Set exercise: Report every line of the rows below that contains the word "book". Case counts.

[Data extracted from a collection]
╔══
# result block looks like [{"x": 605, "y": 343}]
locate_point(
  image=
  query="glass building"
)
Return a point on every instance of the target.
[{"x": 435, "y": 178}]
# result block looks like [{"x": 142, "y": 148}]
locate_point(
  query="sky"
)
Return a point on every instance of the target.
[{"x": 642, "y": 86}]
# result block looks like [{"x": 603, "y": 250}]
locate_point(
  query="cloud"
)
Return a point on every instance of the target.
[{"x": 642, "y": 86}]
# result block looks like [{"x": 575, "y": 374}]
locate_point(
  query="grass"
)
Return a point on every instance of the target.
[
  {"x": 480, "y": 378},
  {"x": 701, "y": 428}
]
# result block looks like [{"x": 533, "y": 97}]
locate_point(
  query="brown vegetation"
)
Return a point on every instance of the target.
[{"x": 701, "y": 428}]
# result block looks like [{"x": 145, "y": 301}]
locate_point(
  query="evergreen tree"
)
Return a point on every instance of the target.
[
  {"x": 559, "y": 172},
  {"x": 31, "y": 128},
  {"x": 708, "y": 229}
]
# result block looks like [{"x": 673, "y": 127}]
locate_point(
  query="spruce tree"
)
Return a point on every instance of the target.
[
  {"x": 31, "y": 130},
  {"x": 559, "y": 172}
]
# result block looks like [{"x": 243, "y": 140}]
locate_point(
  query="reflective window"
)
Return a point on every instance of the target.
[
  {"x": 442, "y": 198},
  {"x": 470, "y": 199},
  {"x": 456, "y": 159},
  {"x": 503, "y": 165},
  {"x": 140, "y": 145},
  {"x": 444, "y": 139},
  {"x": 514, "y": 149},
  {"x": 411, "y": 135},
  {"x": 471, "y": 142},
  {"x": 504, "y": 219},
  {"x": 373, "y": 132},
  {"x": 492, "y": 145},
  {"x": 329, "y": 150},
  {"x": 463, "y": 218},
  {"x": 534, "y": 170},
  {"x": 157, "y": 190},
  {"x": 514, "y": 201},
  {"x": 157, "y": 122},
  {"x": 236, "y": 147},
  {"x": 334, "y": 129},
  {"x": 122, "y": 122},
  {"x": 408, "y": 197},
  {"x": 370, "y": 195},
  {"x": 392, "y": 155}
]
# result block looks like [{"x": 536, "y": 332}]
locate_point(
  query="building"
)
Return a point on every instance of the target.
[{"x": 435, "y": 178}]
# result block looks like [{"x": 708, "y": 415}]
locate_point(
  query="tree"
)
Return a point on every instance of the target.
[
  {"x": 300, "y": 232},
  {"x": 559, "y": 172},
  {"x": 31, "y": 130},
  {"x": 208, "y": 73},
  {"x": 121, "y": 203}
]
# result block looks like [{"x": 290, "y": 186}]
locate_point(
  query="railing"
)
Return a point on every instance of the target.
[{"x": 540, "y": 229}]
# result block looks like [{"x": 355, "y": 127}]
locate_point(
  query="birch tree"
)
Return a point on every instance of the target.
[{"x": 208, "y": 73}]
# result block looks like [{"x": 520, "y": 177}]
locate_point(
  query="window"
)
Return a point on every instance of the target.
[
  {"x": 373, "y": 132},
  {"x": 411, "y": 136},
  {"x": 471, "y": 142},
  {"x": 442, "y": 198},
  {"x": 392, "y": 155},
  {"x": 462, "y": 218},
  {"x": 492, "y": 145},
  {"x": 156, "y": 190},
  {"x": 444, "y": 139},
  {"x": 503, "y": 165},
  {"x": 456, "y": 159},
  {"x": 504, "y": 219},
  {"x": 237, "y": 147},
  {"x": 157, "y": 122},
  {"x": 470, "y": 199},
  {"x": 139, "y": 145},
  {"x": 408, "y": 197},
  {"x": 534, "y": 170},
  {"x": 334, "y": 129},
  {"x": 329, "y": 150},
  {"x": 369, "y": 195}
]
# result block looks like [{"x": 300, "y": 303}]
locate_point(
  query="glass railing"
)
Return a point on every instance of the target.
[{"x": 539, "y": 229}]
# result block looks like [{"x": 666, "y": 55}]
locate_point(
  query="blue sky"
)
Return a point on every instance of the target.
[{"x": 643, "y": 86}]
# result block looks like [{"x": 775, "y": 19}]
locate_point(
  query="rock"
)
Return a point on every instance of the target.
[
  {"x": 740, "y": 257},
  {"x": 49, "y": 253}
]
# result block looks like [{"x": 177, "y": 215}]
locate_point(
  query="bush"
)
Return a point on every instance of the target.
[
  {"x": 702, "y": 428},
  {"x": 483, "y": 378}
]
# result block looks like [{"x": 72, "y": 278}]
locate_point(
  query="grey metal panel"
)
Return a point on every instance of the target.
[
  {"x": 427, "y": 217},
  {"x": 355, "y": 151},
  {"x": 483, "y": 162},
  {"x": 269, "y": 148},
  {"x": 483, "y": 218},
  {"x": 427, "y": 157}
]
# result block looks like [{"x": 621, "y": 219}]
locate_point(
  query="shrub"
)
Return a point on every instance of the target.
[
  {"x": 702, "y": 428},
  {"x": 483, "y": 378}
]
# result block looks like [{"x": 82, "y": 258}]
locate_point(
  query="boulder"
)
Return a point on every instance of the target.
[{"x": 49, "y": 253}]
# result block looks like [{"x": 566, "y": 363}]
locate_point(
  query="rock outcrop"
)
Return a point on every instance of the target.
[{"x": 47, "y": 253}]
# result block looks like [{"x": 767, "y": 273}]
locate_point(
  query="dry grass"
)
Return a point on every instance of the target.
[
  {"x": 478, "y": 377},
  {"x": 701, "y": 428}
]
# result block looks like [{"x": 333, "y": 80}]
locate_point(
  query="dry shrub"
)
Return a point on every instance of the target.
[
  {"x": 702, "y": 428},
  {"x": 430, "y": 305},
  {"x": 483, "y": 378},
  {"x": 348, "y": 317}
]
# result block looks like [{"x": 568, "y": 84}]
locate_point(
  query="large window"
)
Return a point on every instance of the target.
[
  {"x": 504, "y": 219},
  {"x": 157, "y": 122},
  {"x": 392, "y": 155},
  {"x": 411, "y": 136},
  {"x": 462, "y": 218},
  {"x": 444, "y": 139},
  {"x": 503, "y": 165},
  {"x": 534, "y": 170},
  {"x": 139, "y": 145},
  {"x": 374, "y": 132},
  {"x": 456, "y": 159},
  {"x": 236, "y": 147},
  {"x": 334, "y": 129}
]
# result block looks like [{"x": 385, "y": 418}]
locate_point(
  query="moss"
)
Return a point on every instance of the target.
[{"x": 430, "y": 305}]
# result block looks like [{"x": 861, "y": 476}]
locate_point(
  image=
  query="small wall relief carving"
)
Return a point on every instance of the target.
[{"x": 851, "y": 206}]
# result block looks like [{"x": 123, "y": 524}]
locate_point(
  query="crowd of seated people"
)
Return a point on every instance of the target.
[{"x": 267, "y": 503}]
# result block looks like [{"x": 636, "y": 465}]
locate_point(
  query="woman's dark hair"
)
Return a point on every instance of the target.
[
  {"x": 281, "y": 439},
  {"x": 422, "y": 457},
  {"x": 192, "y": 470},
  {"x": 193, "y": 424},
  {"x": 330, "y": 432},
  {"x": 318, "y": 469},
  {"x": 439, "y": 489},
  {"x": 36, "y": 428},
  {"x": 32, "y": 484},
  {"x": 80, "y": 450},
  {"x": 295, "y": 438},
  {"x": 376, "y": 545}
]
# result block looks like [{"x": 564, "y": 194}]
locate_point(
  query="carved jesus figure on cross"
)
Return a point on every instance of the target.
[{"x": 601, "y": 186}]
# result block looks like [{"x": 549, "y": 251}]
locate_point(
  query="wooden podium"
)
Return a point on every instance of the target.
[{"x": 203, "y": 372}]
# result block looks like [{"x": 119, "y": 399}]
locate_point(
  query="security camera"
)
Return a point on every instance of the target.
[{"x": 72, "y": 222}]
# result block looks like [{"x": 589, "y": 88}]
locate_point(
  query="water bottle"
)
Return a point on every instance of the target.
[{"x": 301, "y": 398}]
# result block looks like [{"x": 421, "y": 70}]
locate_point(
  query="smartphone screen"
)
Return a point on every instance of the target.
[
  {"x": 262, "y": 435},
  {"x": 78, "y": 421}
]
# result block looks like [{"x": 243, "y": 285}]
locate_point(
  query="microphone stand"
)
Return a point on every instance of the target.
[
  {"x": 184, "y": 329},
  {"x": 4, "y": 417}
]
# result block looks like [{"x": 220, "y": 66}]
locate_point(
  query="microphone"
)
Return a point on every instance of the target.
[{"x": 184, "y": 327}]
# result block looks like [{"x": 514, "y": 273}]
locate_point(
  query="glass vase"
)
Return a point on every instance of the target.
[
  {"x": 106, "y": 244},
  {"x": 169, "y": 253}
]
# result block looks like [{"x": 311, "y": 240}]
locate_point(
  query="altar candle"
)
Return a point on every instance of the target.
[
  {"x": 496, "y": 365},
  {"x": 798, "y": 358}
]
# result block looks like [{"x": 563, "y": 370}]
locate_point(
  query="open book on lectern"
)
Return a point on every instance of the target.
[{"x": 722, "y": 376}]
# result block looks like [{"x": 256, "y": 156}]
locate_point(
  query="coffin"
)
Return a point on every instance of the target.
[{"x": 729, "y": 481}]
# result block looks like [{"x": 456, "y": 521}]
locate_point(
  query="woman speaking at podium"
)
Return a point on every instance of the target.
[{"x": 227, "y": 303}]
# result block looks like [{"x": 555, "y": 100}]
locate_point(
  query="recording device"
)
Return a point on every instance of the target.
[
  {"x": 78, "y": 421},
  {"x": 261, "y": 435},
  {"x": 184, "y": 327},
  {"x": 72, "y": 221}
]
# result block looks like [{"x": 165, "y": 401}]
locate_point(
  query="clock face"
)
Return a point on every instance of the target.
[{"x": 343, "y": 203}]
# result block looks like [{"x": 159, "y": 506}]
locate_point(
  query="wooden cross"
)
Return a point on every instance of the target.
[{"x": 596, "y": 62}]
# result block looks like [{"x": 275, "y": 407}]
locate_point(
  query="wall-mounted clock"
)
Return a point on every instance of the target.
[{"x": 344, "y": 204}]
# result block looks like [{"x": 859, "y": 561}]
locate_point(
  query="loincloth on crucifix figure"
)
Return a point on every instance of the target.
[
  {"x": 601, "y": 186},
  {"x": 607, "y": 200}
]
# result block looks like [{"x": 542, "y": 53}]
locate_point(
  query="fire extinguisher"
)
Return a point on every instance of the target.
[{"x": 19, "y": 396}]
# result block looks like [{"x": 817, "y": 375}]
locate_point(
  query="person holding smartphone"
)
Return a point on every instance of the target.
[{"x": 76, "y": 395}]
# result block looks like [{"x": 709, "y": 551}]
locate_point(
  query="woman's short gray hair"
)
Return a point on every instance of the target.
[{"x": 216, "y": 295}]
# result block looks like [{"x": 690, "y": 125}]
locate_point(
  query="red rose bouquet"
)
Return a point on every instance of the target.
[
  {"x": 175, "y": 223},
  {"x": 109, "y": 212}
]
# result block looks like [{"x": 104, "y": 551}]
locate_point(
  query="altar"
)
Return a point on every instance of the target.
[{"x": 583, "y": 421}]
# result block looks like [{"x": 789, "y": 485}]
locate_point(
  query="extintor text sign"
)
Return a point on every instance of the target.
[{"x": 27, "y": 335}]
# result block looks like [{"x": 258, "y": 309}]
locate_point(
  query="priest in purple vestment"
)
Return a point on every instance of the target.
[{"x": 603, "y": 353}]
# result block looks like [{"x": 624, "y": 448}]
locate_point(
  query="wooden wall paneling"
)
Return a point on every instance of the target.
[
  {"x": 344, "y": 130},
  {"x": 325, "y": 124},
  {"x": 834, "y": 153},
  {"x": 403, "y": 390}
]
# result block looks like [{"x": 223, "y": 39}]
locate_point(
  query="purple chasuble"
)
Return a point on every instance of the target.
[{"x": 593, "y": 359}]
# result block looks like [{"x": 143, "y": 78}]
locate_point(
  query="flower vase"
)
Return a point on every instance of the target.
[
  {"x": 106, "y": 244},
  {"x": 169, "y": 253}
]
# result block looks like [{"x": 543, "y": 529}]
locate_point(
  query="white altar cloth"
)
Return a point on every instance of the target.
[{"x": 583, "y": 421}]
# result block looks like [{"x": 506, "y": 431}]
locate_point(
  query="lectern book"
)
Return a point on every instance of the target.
╚══
Solution for this exercise:
  query="open book on lectern"
  query="lectern book"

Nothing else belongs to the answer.